**TEXT PASSAGE:**
---

Makethia Smith loves the expression, “You’ve got to crawl before you walk”. She lives those words every day in her role as the owner of Moma Keta’s Childcare, located in a low-income part of Pine Bluff, Arkansas. Makethia has always had hopes of updating the center with new floors and paint.  However, something always comes up, this time, it was Covid-19. The daily struggle(s) to keep the doors open in any business is tough, but to be able to do it in the middle of a pandemic is very challenging.

During the uncertain time of Covid-19, when many businesses were starting to close their doors with no hope of what they were going to do next, Makethia became determined to keep Moma Keta’s doors open during the many months of the pandemic. Makethia decided that the struggling parents that depended on her for childcare and the four employees that depended on her for a paycheck were more important, so she made the selfless decision to not take a salary so that she would be able to pay her employees and also keep the doors open for her customers. This also meant that the much-needed improvements to the facility should be pushed aside in order for her business to remain open.

About the time that Makethia decided to push forward, Communities Unlimited started reaching out to the Arkansas Childhood Association to help daycare owners in Arkansas with information about the Small Business Administration (SBA) and Payment Protection Program (PPP) loans and how they could help. However, when Makethia got back in touch with Communities Unlimited about the PPP loan program, she learned that she did not qualify under the SBA guidelines, because her 2019 tax return did not show a profit. Unfortunately, Communities Unlimited had to tell Makethia the bad news and apologized for not being able to help.

---

**MATERIAL PROVIDED:**

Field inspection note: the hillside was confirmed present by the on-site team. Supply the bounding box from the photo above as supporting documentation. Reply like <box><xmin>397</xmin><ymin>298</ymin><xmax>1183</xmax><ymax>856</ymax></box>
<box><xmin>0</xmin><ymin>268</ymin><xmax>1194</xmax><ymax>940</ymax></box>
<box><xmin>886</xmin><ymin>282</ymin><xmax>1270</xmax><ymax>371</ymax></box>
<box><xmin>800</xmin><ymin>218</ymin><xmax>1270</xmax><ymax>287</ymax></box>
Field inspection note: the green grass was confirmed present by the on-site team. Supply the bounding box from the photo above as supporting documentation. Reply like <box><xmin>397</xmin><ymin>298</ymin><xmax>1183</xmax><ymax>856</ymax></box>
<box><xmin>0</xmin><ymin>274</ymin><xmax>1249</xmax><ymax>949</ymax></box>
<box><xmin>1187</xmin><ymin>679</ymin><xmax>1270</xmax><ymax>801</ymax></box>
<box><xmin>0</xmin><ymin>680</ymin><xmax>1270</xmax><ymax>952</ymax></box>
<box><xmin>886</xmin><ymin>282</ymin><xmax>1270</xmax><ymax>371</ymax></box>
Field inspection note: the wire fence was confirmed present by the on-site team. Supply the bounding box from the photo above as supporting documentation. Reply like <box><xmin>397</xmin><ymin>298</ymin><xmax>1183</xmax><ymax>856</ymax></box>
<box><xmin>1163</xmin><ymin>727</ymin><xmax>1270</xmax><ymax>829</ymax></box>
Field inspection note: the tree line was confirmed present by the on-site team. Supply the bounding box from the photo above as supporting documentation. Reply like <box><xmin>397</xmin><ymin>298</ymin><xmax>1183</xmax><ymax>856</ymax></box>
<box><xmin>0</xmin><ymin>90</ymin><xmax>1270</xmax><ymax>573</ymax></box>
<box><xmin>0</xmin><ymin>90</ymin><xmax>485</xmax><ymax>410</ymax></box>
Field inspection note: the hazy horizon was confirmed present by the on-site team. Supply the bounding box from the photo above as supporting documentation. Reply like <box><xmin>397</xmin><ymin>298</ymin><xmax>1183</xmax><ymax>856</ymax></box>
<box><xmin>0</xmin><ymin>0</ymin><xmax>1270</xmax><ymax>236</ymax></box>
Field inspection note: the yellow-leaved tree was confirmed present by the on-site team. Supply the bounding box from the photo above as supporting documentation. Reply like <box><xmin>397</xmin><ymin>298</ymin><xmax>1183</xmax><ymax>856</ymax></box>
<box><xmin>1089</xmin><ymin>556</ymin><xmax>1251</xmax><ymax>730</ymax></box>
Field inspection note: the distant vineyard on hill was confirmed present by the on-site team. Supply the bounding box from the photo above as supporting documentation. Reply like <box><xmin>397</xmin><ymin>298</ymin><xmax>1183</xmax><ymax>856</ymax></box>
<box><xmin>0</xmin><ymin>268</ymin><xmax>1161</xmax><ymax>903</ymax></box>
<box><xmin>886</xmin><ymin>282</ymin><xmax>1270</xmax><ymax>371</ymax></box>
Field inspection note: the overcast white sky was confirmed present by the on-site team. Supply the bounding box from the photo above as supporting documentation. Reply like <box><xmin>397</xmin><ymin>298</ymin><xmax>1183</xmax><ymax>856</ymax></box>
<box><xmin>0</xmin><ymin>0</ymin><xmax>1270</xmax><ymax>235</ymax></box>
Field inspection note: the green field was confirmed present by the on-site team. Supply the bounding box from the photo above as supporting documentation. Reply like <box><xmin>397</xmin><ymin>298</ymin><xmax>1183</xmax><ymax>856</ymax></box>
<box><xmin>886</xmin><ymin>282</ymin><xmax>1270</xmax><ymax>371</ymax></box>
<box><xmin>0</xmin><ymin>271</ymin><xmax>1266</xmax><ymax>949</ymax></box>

---

**YOUR TASKS:**
a - Answer these questions from the passage about Moma Keta's Childcare, one answer per line:
(i) In what city and state is the center located?
(ii) How many employees depended on Makethia for a paycheck?
(iii) Why did she not qualify for the PPP loan?
b - Please decide whether each statement agrees with the passage about Moma Keta's Childcare. Answer yes or no, and quote the words that settle it.
(i) Makethia took a reduced salary during the pandemic.
(ii) Communities Unlimited reached out to the Arkansas Childhood Association.
(iii) The new floors and paint were finished during the pandemic.
c - Carry the account of Moma Keta's Childcare forward from its final sentence.
Nothing in the items is needed for this work.

**OUTPUTS FOR THE TASKS:**
a -
(i) Pine Bluff, Arkansas
(ii) Four
(iii) Her 2019 tax return did not show a profit.

b -
(i) No: "she made the selfless decision to not take a salary"
(ii) Yes: "Communities Unlimited started reaching out to the Arkansas Childhood Association"
(iii) No: "the much-needed improvements to the facility should be pushed aside in order for her business to remain open"

c -
However, the following week, the SBA changed its guidelines, which would now allow sole proprietors who showed no net profit and only a positive gross income to qualify for the PPP loan. Communities Unlimited still had Makethia’s phone number from the previous inquiry and reached out to her. After Makethia sent in her tax return, Communities Unlimited resubmitted her application, and this time, she qualified.

When everything was finalized, Makethia received $7,040 in a forgivable loan under the PPP program, and her application became one of the first PPP loans under the new guidelines in March. The loan closed on March 15, 2021, and Makethia was able to use the money to paint and provide new flooring for the daycare. This was the first time the building received any modifications in the eight years that she had been there.

Makethia was so excited when she heard the good news. “Now we can get the new floor for the kids.”, she said. The new floors are now in place and the building has been painted, she is happy to have things back to normal for the children. She stated that the kids love the new center and she is up to a seven-person staff, including herself.

Makethia is so happy that she was able to work with Communities Unlimited. She says that she will always be grateful to CU for blessing her with an updated daycare. She can continue doing what she loves—taking care of the children and watching them grow, crawl, and walk.